*** Opening RECORDS FOR THE EXERCISE ***
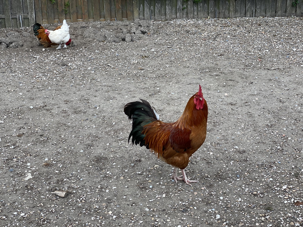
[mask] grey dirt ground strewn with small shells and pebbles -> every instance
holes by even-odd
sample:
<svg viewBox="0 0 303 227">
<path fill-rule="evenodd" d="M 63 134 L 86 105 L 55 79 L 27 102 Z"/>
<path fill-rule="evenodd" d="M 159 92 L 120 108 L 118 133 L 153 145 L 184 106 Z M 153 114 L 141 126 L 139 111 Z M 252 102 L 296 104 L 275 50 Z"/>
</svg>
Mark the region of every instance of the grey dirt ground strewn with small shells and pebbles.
*** Closing RECORDS FOR THE EXERCISE ***
*** Opening RECORDS FOR THE EXERCISE ***
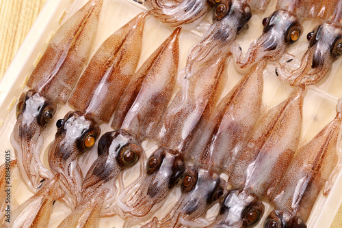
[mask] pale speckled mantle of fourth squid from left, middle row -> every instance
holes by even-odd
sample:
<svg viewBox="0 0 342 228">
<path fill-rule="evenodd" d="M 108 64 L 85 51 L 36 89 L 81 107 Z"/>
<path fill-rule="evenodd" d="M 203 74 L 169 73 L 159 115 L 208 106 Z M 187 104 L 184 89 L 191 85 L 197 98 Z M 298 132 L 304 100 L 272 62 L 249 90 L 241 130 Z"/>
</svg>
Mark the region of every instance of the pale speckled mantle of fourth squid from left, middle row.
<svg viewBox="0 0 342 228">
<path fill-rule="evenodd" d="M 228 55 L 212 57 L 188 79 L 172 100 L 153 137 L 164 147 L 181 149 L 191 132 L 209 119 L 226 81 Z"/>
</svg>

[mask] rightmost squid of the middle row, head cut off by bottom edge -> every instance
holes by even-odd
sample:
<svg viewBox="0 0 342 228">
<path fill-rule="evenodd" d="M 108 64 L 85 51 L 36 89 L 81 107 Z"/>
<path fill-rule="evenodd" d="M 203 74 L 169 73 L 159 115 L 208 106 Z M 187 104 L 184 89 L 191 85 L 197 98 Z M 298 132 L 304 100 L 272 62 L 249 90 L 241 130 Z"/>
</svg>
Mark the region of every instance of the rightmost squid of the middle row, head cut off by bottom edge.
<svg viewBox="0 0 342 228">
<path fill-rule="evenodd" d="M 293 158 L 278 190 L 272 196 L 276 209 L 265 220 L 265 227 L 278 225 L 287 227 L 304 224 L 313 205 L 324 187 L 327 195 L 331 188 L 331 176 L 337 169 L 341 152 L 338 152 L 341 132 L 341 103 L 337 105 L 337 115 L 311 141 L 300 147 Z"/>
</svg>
*** Closing RECORDS FOR THE EXERCISE ***
### EXERCISE DESCRIPTION
Count the lines in the entries where the string "shells" appears, and report only the number.

### RESPONSE AREA
2